═══ TASK MATERIAL

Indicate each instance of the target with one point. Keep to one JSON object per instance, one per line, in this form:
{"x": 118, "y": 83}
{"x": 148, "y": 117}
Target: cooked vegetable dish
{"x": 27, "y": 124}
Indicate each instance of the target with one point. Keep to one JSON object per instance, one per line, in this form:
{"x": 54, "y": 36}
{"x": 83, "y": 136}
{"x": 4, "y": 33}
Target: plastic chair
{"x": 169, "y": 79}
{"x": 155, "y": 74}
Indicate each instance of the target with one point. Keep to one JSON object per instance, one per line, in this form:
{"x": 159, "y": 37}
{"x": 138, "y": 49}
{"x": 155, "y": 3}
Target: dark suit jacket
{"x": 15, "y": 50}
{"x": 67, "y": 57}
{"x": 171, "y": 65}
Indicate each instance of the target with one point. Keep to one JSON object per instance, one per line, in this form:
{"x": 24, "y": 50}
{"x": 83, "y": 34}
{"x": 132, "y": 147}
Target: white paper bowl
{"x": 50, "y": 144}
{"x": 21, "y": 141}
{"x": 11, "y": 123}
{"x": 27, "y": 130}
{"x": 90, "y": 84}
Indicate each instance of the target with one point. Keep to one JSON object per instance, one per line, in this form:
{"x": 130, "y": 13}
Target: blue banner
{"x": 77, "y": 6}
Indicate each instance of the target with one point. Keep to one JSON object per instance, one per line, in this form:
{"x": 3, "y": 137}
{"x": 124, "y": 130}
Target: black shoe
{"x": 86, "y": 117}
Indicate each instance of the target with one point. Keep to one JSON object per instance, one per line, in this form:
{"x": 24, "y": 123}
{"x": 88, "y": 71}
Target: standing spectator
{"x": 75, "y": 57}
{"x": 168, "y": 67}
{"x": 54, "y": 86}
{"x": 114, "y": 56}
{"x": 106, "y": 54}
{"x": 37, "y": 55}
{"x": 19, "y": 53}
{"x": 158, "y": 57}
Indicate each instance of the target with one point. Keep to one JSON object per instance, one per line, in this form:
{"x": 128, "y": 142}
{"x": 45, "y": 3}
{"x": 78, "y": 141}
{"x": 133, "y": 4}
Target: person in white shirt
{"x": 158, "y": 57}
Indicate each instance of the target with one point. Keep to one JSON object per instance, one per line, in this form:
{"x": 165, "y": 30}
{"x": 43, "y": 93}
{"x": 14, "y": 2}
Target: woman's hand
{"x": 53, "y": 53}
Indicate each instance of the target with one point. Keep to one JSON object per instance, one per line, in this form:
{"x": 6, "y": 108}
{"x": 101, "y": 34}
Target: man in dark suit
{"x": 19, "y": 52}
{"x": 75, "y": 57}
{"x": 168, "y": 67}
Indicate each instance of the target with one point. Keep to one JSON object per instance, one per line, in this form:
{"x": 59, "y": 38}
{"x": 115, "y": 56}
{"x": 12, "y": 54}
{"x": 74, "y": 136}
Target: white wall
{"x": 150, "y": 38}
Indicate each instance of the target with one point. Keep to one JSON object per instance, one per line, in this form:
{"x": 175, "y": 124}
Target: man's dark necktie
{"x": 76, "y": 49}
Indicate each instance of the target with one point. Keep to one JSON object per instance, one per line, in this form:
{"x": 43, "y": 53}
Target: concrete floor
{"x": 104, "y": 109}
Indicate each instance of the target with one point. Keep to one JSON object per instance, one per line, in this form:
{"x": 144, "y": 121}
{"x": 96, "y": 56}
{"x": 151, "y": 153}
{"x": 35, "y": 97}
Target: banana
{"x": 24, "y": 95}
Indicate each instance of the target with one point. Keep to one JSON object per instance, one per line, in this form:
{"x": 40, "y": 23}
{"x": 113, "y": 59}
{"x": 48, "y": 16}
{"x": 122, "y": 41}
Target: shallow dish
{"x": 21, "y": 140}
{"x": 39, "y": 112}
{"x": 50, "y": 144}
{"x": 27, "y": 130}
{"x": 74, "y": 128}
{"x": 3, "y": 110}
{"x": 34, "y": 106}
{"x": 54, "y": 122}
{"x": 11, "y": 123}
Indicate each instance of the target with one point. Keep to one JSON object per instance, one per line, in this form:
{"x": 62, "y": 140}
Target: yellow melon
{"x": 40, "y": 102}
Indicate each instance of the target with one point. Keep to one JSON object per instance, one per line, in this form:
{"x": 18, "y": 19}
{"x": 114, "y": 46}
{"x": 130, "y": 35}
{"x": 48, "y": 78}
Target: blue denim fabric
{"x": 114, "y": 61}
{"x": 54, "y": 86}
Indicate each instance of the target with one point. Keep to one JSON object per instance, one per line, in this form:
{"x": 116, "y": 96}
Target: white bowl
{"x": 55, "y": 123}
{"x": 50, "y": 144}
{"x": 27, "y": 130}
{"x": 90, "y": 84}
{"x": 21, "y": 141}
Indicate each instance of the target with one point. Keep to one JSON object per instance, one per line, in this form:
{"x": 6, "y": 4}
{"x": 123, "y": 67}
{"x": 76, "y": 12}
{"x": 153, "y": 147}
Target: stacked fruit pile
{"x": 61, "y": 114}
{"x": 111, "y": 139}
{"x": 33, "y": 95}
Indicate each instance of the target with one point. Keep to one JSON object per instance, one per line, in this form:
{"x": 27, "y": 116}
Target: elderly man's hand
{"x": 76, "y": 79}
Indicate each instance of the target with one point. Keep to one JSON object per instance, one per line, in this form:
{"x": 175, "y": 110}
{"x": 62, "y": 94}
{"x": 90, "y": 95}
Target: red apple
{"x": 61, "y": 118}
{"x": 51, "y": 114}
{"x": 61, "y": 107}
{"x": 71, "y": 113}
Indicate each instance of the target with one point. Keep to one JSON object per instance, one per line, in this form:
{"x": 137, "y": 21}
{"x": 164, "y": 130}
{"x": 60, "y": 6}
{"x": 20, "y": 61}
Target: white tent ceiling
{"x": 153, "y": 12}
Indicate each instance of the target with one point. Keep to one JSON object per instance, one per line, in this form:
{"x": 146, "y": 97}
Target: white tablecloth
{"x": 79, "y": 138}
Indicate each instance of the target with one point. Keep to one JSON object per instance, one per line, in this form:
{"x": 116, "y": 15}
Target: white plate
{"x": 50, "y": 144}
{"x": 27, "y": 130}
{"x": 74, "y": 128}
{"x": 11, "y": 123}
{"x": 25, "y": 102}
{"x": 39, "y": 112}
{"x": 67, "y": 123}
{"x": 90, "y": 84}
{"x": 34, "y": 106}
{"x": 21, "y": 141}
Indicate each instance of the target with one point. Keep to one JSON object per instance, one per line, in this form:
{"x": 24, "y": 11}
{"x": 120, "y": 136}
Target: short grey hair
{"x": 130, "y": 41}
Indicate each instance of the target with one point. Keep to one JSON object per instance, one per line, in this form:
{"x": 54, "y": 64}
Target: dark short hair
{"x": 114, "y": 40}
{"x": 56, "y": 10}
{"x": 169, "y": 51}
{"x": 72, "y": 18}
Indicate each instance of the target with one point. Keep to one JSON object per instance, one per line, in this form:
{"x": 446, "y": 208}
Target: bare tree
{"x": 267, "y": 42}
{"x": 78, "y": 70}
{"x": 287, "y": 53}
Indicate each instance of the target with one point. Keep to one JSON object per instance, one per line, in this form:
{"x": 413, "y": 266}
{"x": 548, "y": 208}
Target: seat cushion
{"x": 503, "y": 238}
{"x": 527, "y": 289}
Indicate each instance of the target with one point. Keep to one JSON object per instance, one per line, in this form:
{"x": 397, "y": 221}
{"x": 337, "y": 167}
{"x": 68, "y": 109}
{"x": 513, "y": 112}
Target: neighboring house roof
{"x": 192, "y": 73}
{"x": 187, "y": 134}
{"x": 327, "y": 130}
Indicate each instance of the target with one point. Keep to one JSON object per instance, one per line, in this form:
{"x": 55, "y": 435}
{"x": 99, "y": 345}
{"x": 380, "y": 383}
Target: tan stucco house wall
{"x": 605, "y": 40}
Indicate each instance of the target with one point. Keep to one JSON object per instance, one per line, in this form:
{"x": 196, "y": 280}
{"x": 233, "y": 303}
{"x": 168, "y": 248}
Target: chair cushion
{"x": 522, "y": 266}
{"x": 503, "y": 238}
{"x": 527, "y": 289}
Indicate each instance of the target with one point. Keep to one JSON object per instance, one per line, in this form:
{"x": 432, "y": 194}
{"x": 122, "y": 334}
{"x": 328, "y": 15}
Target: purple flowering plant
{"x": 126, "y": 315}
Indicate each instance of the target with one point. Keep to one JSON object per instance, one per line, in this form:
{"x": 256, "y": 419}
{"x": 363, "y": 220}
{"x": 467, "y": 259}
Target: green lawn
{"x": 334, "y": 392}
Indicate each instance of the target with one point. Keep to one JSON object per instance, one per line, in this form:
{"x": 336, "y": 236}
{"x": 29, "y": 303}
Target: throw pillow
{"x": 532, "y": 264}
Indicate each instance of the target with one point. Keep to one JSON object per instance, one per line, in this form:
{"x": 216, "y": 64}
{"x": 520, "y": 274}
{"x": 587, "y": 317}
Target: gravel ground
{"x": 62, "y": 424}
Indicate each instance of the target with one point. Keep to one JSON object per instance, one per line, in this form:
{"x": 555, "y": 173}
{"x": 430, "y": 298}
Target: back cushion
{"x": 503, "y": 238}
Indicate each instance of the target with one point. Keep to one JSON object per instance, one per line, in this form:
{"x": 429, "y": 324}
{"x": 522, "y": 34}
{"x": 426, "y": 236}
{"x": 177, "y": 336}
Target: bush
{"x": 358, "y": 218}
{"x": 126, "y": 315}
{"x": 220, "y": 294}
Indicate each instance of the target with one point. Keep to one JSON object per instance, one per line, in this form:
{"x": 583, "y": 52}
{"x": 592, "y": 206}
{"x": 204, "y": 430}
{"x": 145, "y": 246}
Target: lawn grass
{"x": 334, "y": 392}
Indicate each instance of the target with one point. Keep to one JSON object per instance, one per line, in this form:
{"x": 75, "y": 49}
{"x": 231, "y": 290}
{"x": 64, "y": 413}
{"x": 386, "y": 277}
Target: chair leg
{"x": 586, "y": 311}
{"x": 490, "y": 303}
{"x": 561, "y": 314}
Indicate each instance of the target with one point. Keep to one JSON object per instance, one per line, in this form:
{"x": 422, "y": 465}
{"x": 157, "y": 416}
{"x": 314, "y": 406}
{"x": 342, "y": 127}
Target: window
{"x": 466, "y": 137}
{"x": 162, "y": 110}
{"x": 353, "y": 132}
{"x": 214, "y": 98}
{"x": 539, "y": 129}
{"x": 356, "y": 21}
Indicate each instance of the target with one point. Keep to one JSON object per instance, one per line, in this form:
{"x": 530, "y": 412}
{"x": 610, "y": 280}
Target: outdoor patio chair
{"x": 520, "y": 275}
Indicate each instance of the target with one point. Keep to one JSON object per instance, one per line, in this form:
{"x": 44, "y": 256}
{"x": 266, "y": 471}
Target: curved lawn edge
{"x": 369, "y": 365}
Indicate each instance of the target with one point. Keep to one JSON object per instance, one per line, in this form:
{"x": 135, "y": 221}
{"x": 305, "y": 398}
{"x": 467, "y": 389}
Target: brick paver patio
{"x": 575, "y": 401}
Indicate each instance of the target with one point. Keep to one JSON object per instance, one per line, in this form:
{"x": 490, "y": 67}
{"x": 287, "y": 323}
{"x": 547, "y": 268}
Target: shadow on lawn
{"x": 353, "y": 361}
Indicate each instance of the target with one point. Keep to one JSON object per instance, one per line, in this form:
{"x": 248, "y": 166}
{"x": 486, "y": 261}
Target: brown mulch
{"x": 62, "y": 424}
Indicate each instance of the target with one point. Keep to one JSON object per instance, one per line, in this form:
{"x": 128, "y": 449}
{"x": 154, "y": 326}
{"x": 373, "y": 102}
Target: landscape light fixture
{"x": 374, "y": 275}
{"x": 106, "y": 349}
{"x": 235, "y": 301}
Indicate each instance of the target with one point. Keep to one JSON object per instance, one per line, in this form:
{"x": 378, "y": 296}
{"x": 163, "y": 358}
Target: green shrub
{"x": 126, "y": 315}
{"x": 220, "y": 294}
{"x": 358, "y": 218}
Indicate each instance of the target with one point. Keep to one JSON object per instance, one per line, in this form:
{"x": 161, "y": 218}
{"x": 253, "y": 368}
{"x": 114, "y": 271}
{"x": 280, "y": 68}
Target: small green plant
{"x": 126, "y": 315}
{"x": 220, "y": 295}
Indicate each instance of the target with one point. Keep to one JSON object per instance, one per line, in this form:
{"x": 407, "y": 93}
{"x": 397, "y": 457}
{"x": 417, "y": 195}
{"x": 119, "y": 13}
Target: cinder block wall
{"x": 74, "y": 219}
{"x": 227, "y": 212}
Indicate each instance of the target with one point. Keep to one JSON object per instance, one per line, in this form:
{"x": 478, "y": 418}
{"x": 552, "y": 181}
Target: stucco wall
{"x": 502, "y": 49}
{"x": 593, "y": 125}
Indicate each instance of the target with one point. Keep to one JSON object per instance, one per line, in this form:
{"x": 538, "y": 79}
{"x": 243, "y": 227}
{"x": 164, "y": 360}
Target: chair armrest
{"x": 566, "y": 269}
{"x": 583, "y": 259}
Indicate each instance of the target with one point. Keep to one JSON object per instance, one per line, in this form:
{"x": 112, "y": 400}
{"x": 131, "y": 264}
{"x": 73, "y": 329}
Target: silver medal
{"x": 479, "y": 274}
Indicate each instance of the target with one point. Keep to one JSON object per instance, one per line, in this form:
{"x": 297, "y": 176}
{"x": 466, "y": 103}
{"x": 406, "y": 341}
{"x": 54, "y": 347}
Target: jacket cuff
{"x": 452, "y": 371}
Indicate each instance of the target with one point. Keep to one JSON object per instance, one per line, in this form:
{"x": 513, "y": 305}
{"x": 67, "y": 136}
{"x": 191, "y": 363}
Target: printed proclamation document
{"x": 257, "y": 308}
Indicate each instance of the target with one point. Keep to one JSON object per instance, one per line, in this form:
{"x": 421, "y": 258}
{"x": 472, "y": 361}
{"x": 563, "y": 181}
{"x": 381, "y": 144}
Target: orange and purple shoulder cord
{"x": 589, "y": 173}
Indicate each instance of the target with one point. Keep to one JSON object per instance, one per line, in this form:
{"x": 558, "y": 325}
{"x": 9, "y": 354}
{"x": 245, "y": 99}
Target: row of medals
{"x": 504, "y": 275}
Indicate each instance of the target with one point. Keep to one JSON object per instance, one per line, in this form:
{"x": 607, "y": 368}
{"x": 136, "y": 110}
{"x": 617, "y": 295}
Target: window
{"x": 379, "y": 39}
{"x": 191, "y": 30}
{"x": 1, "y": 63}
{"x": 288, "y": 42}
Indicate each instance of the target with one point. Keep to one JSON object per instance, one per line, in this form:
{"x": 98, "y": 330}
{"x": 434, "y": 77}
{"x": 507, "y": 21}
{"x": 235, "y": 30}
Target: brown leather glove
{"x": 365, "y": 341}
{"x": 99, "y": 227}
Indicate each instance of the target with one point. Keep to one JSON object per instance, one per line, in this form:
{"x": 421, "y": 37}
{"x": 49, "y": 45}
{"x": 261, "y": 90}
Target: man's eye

══════

== WORK TO DO ==
Report every line in the items above that contains the word "dish".

== ANSWER FOR THIS EXERCISE ==
Target: cooked vegetable dish
Target: shallow dish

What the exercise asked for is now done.